- Source:
====
NS: But isn’t the problem with this is that the people who program the minds are themselves inherently flawed: all of our previous attempts to play God have been fairly catastrophic.
PK: True. Nazism, Stalinism: all the great isms that have had ideal images of humanity in mind. Absolutely. I’ve a very technical answer to this question, derived from Habermas’s writing on Bataille. For Bataille, the social consensus is riven with demons, diversities, excesses. What is the use of Bataille? What is the use of avant-garde transgressive art? It is to ensure that the system never become ossified. The point of Jake and Dinos Chapman, treating children as they do, is to tell society that there are problems. They’re the canary in a coal mine, that’s how Habermas treats transgressive art and the role of that is to help to tell us that human nature is not bucolic. It is full of perversities and darkness that come about are evolved from our limited natures and the way the basic survival urge impinges upon us? The question is, what systems can you construct which cope with the systems destructiveness? To that extent Play is not play world, play happily. It’s about how do we cope with our excess. I think that’s an endlessly subtle and necessary question. There’s a necessity to come to terms with our creative excesses, play technology can expand the imagination or be used to control the populace.
====
- Material supplied:
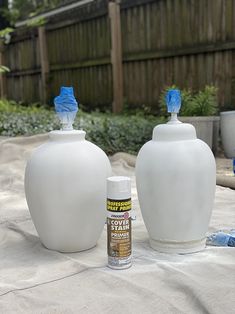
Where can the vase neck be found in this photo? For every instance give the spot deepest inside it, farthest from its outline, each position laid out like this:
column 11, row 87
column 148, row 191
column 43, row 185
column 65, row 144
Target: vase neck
column 74, row 135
====
- Exercise objective:
Retype the passage of the interview word for word, starting with "NS: But isn’t" and going on through "been fairly catastrophic.".

- Answer to the problem:
NS: But isn’t the problem with this is that the people who program the minds are themselves inherently flawed: all of our previous attempts to play God have been fairly catastrophic.